Hadoop: Distributed Cluster, YARN, MapReduce
in Big_data / Big Data on Hadoop
This document is a tutorial on how to set up a distributed Hadoop cluster. It contains steps necessary for minimal working configuration for the cluster in the simplest scenario - launching an example program. Remember, Hadoop applies the parameters specified in configuration only when those parameters are used. Consequently, parameters that work for one task will not necessarily work for another, make sure to recheck all parameters for new tasks. In the case of incorrect parameters, the execution of a Hadoop program will be terminated and the error details will be written to a log file. Consult with the log file to identify the error cause. There is a troubleshooting section at the end of this document, where you can find solutions for most frequent problems.
VM Info
Credentials used in virtual machine image username: vagrant password: vagrant
Prerequisites
To complete this tutorial you need to install Vagrant virtualization software. VirtualBox is recommended as Vagrant’s hypervisor (no other configuration was tested). To expedite the system set up, download virtual machine image (1.2Gb) [Mirror 1, Mirror 2].

* * *

WHAT IS ASKED:
1: Which hypervisor does the Hadoop cluster tutorial recommend using with Vagrant?
2: Reproduce both records in full, requests included. Scale every point coordinate in the answers by 0.3 and round to whole numbers, with halves rounding up. Keep the format samples in the requests unchanged, and leave the pictures out.
The Hadoop tutorial above and the records below come from unrelated sources.

* * *

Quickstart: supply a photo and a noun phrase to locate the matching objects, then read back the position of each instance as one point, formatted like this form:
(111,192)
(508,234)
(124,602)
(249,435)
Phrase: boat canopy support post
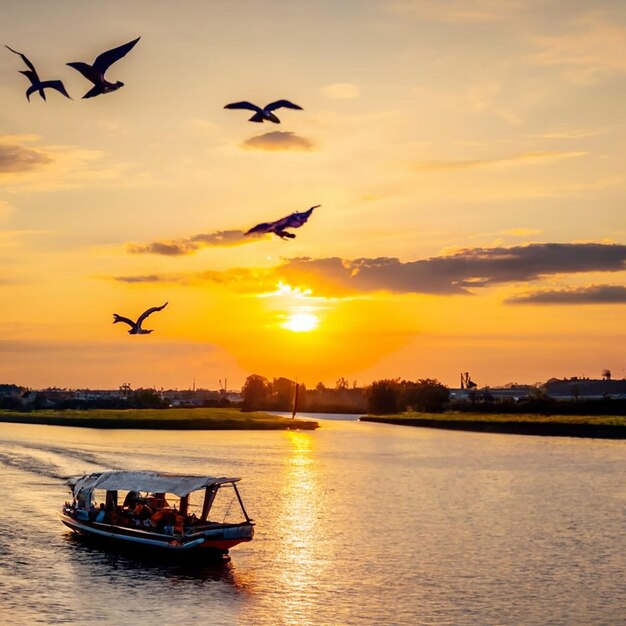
(243,508)
(209,496)
(111,500)
(184,505)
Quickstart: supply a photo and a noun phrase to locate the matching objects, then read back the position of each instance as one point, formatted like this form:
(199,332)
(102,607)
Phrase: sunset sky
(469,159)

* * *

RESULTS FOR THE EXERCISE:
1: VirtualBox.

2:
Quickstart: supply a photo and a noun phrase to locate the matching objects, then read back the position of each instance as one point, formatted like this form:
(111,192)
(508,234)
(124,602)
(249,435)
Phrase: boat canopy support post
(73,152)
(63,149)
(33,150)
(55,152)
Quickstart: supply a photo and a noun phrase to locate the matching objects, then read back the position of each instance as one point, formatted like this form:
(199,332)
(102,607)
Phrase: sunset sky
(141,48)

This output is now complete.